** PASSAGE SHOWN follows **
Klugman recalled, "We spent three days rehearsing the show. We sat around a table the first day. We tore the script apart. We took out all the jokes and put in character. The only reason we leave in any jokes is for the rotten canned laughter. I hated it. I watch the shows at home, I see Oscar come in and he says, 'Hi', and there is the laughter. 'Hey', I think, 'what the hell did I do?'. I hate it; it insults the audience."[6]

During its five seasons on ABC, The Odd Couple was juggled several times around the network's programming schedule, never reaching the top 30 in the Nielsen ratings. However, ABC continually renewed the show because the ratings for the summer reruns were consistently high.

In the final episode, "Felix Remarries", Felix finally wins back his ex-wife, Gloria, and they remarry, and Oscar regains the freedom of living alone again. The final scene unfolds as the two say their goodbyes:

Felix: Your dinner's in the oven; turn it off in 20 minutes. [pause] Oscar... what can I say? Five years ago, you took me in; a broken man on the verge of... mental collapse. I leave here a cured human being. I owe it all to you. [gesturing toward apartment] It's all yours, buddy. I salute you. [empties waste basket onto floor]
Oscar: Felix, you know how I'm gonna salute you? I'm gonna clean that up.
Felix: It has not been in vain.
[They shake hands, and Felix exits stage left through front door. After door closes...]
Oscar: [swings hand through air] I'm not gonna clean that up. [exits stage right to bedroom; audience laughter]
[Felix sneaks back in stage left and looks at floor]
Felix: [disgustedly] I knew he wouldn't clean it up. [proceeds to pick up trash; audience applause] [fade out]

The 114 episodes went into syndication, and the series has been released on home video.

Differences between the series and the play/film

[edit]
  • In the TV series, Felix's last name was spelled Unger, but in the play and film, it is spelled Ungar.
  • In the stage play, Felix is a news writer for CBS (in the film, he writes the news for "television"), while in the TV series, he is a commercial photographer. (His slogan, which he is quick to promote, is "Portraits a specialty".)
** End of PASSAGE SHOWN **
** DATASET CONTENT follows **
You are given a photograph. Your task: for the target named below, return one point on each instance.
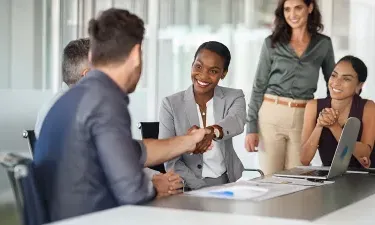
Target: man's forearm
(160, 151)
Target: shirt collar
(64, 86)
(106, 79)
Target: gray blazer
(178, 113)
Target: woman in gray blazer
(205, 104)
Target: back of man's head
(75, 60)
(113, 34)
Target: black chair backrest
(150, 130)
(21, 176)
(31, 138)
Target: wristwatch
(217, 133)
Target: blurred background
(34, 32)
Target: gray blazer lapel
(219, 104)
(191, 107)
(219, 107)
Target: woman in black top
(287, 76)
(325, 118)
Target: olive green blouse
(281, 72)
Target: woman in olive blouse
(286, 78)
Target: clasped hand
(328, 117)
(206, 143)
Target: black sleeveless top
(328, 143)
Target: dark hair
(358, 65)
(75, 60)
(218, 48)
(113, 35)
(282, 32)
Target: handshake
** End of DATASET CONTENT **
PROBLEM SET |
1) Set down the Odd Couple passage word for word from "Felix: Your dinner's" up to and including "I'm gonna clean that up.".
2) According to the Odd Couple passage, is each statement true? (a) During its run on ABC, the show reached the top 30 in the Nielsen ratings. (b) In the TV series, Felix works as a commercial photographer. (c) The show was rehearsed over three days. For each, answer yes or no and quote the words of the passage that decide it.

COMPLETED EXERCISE |
1)
Felix: Your dinner's in the oven; turn it off in 20 minutes. [pause] Oscar... what can I say? Five years ago, you took me in; a broken man on the verge of... mental collapse. I leave here a cured human being. I owe it all to you. [gesturing toward apartment] It's all yours, buddy. I salute you. [empties waste basket onto floor]
Oscar: Felix, you know how I'm gonna salute you? I'm gonna clean that up.

2)
(a) No: "never reaching the top 30 in the Nielsen ratings"
(b) Yes: "while in the TV series, he is a commercial photographer"
(c) Yes: "We spent three days rehearsing the show."